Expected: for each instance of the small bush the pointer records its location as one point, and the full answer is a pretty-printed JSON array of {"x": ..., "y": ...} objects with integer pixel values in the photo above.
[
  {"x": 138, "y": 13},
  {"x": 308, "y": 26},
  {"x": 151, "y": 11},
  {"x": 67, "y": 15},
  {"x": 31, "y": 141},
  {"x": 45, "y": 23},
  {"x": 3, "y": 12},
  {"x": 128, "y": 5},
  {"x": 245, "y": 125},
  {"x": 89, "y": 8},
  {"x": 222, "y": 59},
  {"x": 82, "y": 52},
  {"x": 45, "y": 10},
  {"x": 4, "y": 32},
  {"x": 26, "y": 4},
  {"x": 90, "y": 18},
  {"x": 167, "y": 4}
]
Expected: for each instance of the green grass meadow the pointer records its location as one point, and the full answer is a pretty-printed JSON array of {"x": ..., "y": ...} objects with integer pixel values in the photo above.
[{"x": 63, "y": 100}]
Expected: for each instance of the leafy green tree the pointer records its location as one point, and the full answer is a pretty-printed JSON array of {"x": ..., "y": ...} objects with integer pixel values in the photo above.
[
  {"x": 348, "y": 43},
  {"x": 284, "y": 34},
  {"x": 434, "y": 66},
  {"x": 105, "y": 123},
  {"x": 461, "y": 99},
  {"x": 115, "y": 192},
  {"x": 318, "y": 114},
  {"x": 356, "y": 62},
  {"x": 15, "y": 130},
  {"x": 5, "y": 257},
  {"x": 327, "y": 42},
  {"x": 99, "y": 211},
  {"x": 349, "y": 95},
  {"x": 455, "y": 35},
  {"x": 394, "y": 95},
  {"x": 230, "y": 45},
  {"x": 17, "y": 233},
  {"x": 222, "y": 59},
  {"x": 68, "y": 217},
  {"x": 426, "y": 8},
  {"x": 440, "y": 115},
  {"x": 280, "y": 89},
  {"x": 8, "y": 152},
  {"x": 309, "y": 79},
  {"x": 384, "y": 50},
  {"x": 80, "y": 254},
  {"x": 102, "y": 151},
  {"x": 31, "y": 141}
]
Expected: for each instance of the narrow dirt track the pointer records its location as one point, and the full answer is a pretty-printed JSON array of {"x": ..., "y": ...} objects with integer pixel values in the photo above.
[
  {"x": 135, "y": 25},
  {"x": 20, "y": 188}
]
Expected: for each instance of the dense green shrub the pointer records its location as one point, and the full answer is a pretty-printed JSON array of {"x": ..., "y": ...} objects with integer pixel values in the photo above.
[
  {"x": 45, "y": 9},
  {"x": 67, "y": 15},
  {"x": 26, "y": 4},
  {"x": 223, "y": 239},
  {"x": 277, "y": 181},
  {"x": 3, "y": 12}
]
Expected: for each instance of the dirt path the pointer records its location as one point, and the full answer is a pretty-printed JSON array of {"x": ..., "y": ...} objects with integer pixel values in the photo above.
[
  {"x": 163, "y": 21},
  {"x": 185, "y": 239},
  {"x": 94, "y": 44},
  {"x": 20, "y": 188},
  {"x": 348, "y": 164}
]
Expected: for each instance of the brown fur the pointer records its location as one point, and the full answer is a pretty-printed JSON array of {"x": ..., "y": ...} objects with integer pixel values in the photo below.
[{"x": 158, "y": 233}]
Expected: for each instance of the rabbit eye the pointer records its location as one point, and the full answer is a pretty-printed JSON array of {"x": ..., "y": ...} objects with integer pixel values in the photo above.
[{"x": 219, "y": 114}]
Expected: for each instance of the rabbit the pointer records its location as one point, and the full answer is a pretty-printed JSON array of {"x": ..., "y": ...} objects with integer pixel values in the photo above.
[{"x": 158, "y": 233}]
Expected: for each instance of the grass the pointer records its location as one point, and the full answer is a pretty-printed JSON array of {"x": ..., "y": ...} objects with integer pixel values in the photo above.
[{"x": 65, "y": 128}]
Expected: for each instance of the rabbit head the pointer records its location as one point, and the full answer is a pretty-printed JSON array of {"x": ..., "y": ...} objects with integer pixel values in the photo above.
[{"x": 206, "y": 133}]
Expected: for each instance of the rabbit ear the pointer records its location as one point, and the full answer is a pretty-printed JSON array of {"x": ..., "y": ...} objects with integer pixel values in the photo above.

◆ **AIM**
Output the lines from the line containing "Expected: for each instance of the dirt" to the end, both included; add nothing.

◆ **EXERCISE RESPONSE**
Expected: for each instance of the dirt path the pointer records its location as one point, and the full answer is a pretty-printed JSON array of {"x": ..., "y": ...} objects with integer pixel values in the photo above.
[
  {"x": 163, "y": 21},
  {"x": 185, "y": 239},
  {"x": 94, "y": 44},
  {"x": 20, "y": 188},
  {"x": 348, "y": 164}
]
Expected: for each instance of the brown fur the pointer records its location as one point, and the full answer is a pretty-printed JSON array of {"x": ..., "y": ...} objects with integer pixel values in the photo below.
[{"x": 158, "y": 233}]
Expected: for each instance of the rabbit eye the pointer records its location as one point, and the full answer is a pretty-printed JSON array of {"x": ..., "y": ...} objects with integer pixel values in the photo above.
[{"x": 219, "y": 114}]
Expected: for each instance of the rabbit the pointer records its location as one point, and the full answer is a pretty-printed JSON array of {"x": ..., "y": ...} objects with integer pixel values in the photo above.
[{"x": 158, "y": 233}]
Expected: for each instance of the grass the pointer records its location as one point, and the full answer is a pretty-printed JSON array of {"x": ..., "y": ...} objects with integer pixel values in the photo above.
[{"x": 65, "y": 128}]
Expected: for each instance of the rabbit head the pointer records its location as one point, and the full answer is a pretty-printed JSON array of {"x": ..., "y": ...} objects with integer pixel values in the photo above.
[{"x": 206, "y": 133}]
Expected: for each instance of the rabbit ear the pointer records its location as one point, and the full answer is a pretty-printed JSON array of {"x": ..., "y": ...} objects with integer pixel values in the photo above.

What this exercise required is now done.